──────── Selected text

Fukuyama: state building vs. nation building 

Libertarian alert: Francis Fukuyama goes statist.

Kind of. This is how the "Observer" editors describe Fukuyama's opinion piece:

"Bring back the state: Francis Fukuyama shocked the world with his 'End of History' thesis that the market would take over the role of mighty nations. But 9/11 changed all that. Now, in this exclusive article, the world's foremost economic philosopher argues that our very survival depends on stronger government."
Alas, it seems that the editors and Fukuyama have somewhat different things in mind. Writes Fukuyama:

"It is important to distinguish between the scope of states, and their strength. State scope refers to a state's range of functions, from domestic and foreign security, the rule of law and other public goods, to regulation and social safety nets, to ambitious functions such as industrial policy or running parastatals. State strength refers to the effectiveness with which countries can implement a given policy."
Throughout his piece Fukuyama laments the insufficient state oversight, which resulted in numerous recent financial scandals; he decries the fact that many post-communist and developing nations suffer from the lack of the rule of law and are incapable of protecting their own citizens; he also notes that in the post S11 world defence and security are back on the top of the agenda for nation-states.

Now, one could see this litany of complaints as a call for a bigger and more interventionist state (increasing what Fukuyama called here "the scope of the state") - this is arguably what excites the left-wing editors of the "Observer". In reality, what Fukuyama seems to be arguing for is that the states do a better job at fulfilling their core functions: defending their citizens from both internal and external threats and providing a strong framework of rules and norms for the society and the economy to function within. This is pure classical liberalism. Hence Fukuyama's observation:

"From the standpoint of economic growth, it is best to have a state relatively modest in scope, but strong in ability to carry out basic state functions such as the maintenance of law and the protection of property. Unfortunately, many developing countries either combine state weakness with excessive scope, as in the case of Brazil, Turkey, or Mexico, or they do little, and what little they do is done incompetently. This is the reality of such failed states as Liberia, Somalia, or Afghanistan. Some, such as the Central Asian dictatorships that have emerged after the collapse of the Soviet Union, manage to be strong in all the wrong areas: they are good at jailing journalists or political opponents, but can't process visas or business licences in less than six months."
All that is true, and sadly nothing new, but to get his point across Fukuyama puts up a few unnecessary straw men.

Yes, Reagan and Thatcher were both in favour of reducing the scope of the state, but at the same time they were strong defenders of the nation state and defence hawks. The somewhat utopian version of a globalised world where foreign policy is nothing but trade policy smacks of Clintonism and the Third Way, not the Reagan-Thatcher paradigm. In other words, yes, "[t]he terrorist attacks on New York and Washington put back on the table foreign policy and security" but only for the Thomas Friedmans of this world; for the right, foreign policy and security never left the table.

────────────────
──────── Material for this exercise

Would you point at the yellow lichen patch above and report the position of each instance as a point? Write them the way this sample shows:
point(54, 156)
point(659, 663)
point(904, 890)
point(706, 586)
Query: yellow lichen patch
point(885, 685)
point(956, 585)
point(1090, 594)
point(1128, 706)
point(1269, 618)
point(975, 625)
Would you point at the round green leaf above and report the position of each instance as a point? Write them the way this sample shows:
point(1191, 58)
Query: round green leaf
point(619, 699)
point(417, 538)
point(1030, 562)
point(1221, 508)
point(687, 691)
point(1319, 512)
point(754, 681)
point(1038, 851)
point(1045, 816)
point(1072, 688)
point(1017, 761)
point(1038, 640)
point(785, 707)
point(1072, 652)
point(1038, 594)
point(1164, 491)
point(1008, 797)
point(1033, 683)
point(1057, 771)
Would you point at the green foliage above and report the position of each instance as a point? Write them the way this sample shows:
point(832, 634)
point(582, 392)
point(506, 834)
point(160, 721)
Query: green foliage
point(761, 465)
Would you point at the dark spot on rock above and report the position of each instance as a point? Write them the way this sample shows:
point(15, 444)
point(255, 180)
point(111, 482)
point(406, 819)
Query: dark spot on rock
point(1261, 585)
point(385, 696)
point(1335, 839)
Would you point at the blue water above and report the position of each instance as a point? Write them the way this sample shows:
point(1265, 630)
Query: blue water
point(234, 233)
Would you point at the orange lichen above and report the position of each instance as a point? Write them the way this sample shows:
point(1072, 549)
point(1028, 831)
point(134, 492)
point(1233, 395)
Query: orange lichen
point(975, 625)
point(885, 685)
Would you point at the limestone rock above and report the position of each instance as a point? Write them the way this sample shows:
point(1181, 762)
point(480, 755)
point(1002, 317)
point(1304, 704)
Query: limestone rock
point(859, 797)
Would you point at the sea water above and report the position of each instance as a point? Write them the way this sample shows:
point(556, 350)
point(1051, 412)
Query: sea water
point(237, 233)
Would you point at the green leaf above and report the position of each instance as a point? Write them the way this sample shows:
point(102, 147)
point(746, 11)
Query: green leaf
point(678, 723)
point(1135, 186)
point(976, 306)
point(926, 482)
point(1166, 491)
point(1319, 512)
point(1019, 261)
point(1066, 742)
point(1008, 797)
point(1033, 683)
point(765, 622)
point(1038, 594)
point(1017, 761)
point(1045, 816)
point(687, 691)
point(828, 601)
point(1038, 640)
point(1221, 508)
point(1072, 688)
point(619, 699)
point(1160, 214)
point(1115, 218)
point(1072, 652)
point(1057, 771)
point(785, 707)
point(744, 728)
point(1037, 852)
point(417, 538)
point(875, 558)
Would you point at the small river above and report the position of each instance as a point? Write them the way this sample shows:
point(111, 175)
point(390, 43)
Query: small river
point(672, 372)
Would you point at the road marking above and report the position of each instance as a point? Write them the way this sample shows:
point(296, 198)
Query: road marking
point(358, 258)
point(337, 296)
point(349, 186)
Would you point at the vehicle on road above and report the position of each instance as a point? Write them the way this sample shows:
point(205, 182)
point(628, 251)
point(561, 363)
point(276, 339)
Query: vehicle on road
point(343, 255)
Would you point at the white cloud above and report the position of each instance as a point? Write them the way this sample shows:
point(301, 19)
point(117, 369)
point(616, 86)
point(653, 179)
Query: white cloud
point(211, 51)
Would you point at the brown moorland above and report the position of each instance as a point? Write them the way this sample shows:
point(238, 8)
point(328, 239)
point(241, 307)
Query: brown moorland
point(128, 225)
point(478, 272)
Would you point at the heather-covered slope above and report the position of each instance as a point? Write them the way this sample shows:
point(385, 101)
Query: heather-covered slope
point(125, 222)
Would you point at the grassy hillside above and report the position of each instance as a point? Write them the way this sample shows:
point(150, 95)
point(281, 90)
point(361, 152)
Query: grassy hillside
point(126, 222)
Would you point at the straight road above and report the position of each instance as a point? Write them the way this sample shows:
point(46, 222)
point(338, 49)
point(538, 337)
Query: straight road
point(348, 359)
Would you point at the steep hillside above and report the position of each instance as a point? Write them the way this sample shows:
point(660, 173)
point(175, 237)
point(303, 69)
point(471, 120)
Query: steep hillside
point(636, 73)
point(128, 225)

────────────────

Brief 1
Translate this sentence from the post on Fukuyama into Spanish: "This is pure classical liberalism."
Brief 2
In the records, change "vehicle" to "car" between the lines holding "Would you point at the road" and "point(343, 255)", inclusive. Leave all else as it is and give only those lines.
The records are unrelated to the text.

Solution 1
Esto es liberalismo clásico puro.

Solution 2
Would you point at the road marking above and report the position of each instance as a point? Write them the way this sample shows:
point(296, 198)
Query: road marking
point(358, 258)
point(337, 296)
point(349, 186)
Would you point at the car on road above and report the position of each instance as a point? Write them the way this sample shows:
point(205, 182)
point(628, 251)
point(561, 363)
point(276, 339)
Query: car on road
point(343, 255)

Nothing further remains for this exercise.